OBJECTIVE:
Copy every item below word for word, omitting the pictures.

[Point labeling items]
__________
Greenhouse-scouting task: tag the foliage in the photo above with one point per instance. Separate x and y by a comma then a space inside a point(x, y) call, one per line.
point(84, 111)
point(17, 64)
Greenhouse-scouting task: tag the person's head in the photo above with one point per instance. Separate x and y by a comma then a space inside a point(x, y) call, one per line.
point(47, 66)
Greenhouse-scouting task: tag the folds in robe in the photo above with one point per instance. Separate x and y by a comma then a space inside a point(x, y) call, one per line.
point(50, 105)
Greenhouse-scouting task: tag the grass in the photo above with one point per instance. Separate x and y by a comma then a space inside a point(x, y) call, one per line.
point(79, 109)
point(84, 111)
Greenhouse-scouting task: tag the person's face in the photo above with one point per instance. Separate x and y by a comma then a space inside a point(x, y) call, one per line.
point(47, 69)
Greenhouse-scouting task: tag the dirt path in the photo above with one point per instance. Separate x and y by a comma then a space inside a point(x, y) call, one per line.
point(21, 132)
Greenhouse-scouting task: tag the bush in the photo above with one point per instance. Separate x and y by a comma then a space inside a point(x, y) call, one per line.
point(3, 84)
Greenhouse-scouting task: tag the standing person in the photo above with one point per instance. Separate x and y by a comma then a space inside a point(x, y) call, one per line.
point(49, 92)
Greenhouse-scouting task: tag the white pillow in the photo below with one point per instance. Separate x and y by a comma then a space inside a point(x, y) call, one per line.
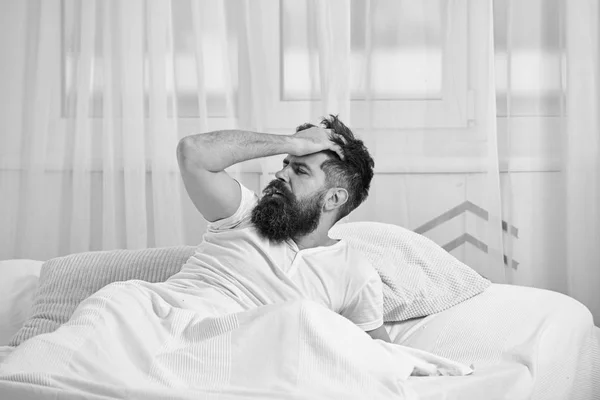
__________
SOLUTION:
Greenhouse-scouting task: tag the foliage in the photo above with one point per instance. Separate x and y by a comma then a space inside a point(x, y) call, one per line.
point(84, 111)
point(17, 64)
Greenhouse-scouting task: tag the person's head in the photo above with one point per instance. Separate x and y by a comma then a space inside a point(x, y) call, one per line.
point(47, 66)
Greenhouse-scouting task: tag the folds in robe in the photo above with one point per instance. Separate x and y by a comma then a space inside a point(x, y) call, one per line.
point(50, 105)
Greenhouse-scouting task: tag the grass in the photo above with one point per instance. Separate x and y by a comma then a space inside a point(x, y) call, one per line.
point(79, 109)
point(84, 111)
Greenhouse-scouting task: tag the person's face in the photo above with one point per instance. Separate x and y by a comma then a space inside a point(x, y) call, one per line.
point(47, 69)
Greenhouse-scouting task: tag the dirt path in the photo above with one point per instance. Separate x and y by a comma then a space inside a point(x, y) call, one per line.
point(21, 132)
Greenhouse-scouting task: tag the bush in the photo above with one point per instance. Separate x and y by a comma then a space inside a point(x, y) call, one per line.
point(3, 84)
Greenhouse-scouting task: tag the standing person in the photo above with one point per instance. Separate x and y by a comma then a space inside a point(x, y) call, one per line.
point(49, 92)
Greenhouse-scouting task: tag the white pillow in the photo below with one point per instance. Separate x and y by a comma then a space inside a point(x, y) call, one per line.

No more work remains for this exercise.